Copy the entries below word for word, starting at the line with "Question. Indicate a single point on every instance of the tray" and ending with the line with "pixel 551 245", both lines included.

Dataset records:
::::

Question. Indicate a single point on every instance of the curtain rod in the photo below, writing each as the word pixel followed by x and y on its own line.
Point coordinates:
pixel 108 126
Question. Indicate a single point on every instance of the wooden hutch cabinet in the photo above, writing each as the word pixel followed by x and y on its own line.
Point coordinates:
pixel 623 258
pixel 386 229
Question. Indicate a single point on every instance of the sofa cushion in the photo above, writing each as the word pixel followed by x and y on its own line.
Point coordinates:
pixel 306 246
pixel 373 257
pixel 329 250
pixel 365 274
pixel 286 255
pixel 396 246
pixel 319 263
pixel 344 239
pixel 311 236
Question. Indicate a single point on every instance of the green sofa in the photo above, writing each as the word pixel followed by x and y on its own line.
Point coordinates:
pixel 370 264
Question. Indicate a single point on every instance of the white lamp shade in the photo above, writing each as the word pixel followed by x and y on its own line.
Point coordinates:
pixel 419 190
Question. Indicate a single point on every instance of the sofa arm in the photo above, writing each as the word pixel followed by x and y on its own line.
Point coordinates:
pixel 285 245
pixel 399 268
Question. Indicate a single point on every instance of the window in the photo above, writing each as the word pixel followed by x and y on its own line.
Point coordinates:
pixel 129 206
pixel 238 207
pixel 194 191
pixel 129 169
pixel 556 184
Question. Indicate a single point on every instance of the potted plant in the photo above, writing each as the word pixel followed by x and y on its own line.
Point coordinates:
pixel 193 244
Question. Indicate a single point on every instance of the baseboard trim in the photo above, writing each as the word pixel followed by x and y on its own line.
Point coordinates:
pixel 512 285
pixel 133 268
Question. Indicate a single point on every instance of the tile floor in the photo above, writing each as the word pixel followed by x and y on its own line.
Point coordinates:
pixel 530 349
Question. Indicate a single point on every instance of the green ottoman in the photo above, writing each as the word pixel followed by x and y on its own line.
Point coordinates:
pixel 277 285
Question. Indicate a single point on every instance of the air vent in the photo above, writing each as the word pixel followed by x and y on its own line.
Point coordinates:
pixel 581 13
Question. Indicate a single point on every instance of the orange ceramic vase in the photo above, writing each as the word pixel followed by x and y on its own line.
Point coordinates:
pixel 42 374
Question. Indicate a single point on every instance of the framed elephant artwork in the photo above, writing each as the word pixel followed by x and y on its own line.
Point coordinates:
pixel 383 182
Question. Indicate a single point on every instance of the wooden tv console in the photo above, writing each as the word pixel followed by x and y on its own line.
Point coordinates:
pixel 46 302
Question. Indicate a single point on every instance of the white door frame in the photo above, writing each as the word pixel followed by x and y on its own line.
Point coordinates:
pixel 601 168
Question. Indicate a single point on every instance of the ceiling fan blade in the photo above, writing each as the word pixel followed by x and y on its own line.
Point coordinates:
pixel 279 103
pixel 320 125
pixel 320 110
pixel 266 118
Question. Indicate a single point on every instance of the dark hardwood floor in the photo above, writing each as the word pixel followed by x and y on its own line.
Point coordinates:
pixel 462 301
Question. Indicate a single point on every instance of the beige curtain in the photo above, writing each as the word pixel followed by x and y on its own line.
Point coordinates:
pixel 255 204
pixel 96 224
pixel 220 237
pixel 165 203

::::

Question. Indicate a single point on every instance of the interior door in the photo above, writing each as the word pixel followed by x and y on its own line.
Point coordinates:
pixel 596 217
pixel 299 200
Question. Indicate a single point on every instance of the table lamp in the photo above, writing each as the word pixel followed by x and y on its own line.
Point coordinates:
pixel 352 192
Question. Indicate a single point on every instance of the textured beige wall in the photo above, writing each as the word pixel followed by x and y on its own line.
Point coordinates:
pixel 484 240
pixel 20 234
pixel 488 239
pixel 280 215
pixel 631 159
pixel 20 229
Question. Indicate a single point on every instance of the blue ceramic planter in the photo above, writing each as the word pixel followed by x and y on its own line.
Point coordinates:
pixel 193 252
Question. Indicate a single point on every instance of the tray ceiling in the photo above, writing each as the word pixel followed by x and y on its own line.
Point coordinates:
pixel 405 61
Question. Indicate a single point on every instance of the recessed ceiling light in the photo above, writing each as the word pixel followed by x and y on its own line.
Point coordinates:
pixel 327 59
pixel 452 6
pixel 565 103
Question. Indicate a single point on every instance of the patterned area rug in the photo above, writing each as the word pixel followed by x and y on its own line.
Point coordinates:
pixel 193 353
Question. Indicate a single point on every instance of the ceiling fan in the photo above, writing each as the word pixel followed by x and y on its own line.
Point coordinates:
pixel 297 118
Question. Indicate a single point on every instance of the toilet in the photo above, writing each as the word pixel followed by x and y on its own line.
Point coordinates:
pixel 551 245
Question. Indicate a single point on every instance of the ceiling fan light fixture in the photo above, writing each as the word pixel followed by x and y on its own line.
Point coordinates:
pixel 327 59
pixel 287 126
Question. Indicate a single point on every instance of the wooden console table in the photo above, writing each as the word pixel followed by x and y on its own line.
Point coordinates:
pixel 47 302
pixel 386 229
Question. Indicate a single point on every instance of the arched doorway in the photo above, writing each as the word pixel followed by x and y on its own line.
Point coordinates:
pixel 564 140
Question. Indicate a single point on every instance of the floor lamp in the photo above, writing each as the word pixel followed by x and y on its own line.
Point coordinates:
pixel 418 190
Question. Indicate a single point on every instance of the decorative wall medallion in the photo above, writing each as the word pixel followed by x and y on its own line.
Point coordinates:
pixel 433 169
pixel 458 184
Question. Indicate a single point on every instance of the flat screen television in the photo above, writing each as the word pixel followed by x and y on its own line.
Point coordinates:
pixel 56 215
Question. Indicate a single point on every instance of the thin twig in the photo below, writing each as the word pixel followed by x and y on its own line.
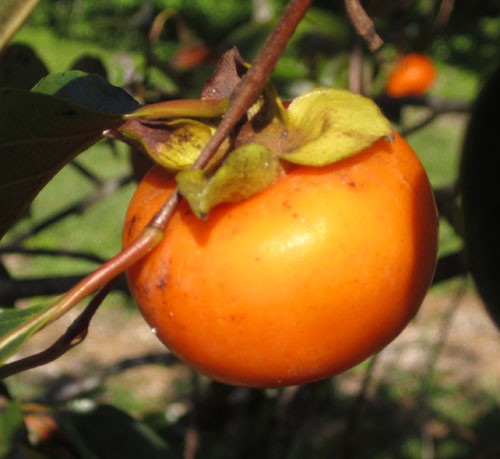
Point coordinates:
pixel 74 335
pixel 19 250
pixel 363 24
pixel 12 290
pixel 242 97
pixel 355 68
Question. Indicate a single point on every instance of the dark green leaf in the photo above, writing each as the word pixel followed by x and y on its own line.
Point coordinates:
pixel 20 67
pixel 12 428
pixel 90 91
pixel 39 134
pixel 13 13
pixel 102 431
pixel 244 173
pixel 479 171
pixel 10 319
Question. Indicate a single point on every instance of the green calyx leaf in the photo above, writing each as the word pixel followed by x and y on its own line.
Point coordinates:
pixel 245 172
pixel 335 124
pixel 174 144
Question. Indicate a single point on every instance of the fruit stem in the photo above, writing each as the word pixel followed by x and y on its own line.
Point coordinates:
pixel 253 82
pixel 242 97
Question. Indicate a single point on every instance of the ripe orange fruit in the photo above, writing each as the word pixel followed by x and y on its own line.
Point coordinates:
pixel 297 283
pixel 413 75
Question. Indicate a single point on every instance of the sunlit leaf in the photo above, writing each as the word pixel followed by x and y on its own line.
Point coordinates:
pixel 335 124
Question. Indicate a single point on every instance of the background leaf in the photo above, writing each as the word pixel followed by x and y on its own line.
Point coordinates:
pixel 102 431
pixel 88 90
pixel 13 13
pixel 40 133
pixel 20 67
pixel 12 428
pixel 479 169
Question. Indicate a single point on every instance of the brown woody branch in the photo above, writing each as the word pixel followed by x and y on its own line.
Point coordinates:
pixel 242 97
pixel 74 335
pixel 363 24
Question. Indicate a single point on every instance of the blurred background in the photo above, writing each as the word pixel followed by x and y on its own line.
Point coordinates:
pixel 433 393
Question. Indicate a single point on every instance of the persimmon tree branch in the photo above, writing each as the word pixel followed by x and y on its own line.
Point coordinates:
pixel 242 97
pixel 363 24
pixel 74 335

::::

THE ANSWER:
Question. Indicate a single point on every instance of the tray ceiling in the photo above, writing each as the word pixel followed by x and y on its own line.
Point coordinates:
pixel 405 61
Question. Indicate a single point on every instance of the recessed ceiling light in the photo above, writing each as the word pixel followed by x and y on its own line.
Point coordinates:
pixel 327 59
pixel 452 6
pixel 565 103
Question. Indicate a single point on every instance of the patterned area rug in the photo above, writing each as the word pixel followed by x and y on its own line.
Point coordinates:
pixel 193 353
Question. Indicate a single point on every instance of the ceiling fan in the photo above, writing each as the word pixel followed by x and y on its own line.
Point coordinates:
pixel 297 118
Question. Indicate a single point on every instance of the toilet in the photo above, writing each as the word pixel followed by x and y on its own line.
Point coordinates:
pixel 551 245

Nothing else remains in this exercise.